- Opening Delimiter -
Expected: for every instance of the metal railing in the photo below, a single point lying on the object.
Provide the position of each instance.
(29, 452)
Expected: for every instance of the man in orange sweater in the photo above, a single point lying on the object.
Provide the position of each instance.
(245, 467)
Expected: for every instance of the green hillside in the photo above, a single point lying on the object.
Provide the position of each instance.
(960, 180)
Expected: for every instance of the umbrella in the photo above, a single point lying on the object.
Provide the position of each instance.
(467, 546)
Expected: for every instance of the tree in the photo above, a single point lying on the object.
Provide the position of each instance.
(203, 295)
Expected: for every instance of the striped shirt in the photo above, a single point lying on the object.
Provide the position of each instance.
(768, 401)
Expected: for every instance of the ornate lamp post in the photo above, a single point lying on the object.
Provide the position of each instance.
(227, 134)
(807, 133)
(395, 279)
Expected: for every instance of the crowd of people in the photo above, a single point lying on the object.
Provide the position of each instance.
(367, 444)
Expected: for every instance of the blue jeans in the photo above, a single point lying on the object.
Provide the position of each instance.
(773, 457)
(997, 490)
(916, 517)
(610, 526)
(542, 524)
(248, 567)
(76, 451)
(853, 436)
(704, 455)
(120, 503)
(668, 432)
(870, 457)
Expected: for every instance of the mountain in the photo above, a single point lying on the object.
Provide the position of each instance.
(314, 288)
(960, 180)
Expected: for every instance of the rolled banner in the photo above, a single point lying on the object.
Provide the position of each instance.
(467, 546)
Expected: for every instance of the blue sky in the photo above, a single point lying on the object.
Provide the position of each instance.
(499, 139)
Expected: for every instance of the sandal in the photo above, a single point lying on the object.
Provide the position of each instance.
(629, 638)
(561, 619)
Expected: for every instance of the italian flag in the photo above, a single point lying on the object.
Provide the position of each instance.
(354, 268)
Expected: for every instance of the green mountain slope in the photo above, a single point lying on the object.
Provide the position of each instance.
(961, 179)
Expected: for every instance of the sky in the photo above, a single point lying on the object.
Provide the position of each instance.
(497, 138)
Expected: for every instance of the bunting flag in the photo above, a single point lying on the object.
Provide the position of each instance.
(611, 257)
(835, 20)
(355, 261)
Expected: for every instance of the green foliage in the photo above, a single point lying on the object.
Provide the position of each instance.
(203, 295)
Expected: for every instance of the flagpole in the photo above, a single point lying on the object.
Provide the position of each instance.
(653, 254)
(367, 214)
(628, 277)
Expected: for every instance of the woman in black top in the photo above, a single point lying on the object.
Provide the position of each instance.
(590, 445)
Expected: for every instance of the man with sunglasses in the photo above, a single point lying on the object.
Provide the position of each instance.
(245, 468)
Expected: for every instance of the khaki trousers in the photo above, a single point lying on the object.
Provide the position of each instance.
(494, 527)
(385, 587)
- Closing Delimiter -
• **Assignment**
Which lines in the material above include the string "green"? Pull them out.

• **Answer area**
Expected: for every instance of the green hillside in the photo above, a single point lying on the object.
Expected: for every instance of the green mountain slope in the photo above, a single point lying on the object.
Expected: for every instance of the green foliage in the photo above, a single point lying on the object.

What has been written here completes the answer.